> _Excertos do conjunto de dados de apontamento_

——

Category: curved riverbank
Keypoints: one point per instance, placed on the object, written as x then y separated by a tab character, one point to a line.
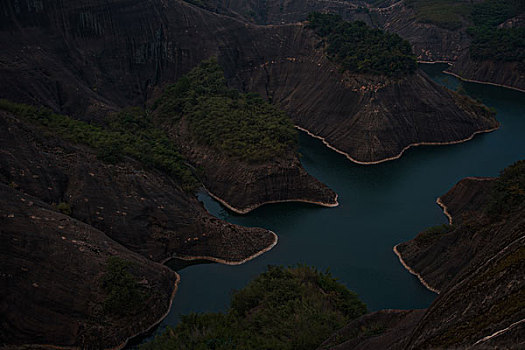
409	269
451	63
349	157
141	334
255	206
228	262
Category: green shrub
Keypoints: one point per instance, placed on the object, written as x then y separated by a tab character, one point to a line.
123	292
359	48
243	126
130	132
283	308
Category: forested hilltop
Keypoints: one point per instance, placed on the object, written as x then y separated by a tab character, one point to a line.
361	49
491	39
283	308
241	125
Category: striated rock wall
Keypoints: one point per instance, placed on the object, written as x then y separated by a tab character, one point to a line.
242	186
52	269
478	266
144	210
146	44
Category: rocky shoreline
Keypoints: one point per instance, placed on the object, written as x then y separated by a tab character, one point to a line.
402	152
335	203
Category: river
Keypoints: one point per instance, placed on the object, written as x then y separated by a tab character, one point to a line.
380	206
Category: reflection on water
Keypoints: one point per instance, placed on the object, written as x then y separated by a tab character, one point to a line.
380	206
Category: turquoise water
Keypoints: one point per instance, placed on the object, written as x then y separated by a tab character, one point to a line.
380	206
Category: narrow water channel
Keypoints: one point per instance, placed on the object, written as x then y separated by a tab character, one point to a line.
380	206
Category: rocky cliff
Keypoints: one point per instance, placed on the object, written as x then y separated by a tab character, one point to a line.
242	186
52	272
52	264
122	51
146	211
478	266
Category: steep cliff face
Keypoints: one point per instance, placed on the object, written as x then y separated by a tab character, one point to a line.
144	210
478	266
141	45
508	74
360	115
52	279
242	186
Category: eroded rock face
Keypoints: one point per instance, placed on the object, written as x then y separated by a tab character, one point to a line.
52	270
144	210
73	68
393	326
478	267
244	186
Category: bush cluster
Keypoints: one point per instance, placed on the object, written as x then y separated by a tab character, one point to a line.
283	308
361	49
508	193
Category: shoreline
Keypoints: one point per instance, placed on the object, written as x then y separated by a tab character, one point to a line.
172	297
443	205
445	210
126	341
409	269
255	206
228	262
445	143
483	82
451	63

——

> _RESUMO DA TAREFA_
Reescreva todas as linhas, da que contém "Category: turquoise water" até o fim das linhas acima, com ambas as extremidades incluídas, mantendo inalterado todo o texto que não for coordenada. Escale por 2,6 cada coordenada dos pontos, arredondando para inteiros com as metades para cima.

> _SOLUÇÃO DO PROBLEMA_
Category: turquoise water
Keypoints: one point per instance, placed on the object, written as x then y separated by a tab character, one point to a line.
988	536
Category: narrow water channel
Keypoints: one point per instance, placed on the object, written as x then y separated by a tab character, one point to a line.
988	536
Category: rocky cliff
Keypoints: one point per instance, placed on the object, written as x then y separated by a tab character, one point to a line.
629	484
135	707
135	686
317	133
380	549
1243	692
Category: steep cliff face
Keypoints: one point per instance, placed on the object, written as x then y separated by a tab character, one point to a line.
374	546
1243	692
367	117
1321	192
936	299
135	725
629	484
Category: eroded rock face
Keypoints: one point per instance, placed on the object, written as x then y separated by a tab character, one point to a line.
135	702
374	546
190	177
1022	848
1243	694
634	484
Category: bush cluster
Keypoints: one point per instance, placed on the object, written as x then y separated by a tab character, one point to a line.
736	801
939	127
1321	502
Category: shoreline
Keypoints: one point per instance, placed on the object, written as x then y separated by a tab character, one point to a line.
447	772
1152	533
1157	546
328	887
1063	699
663	536
593	681
1157	372
1256	213
1173	164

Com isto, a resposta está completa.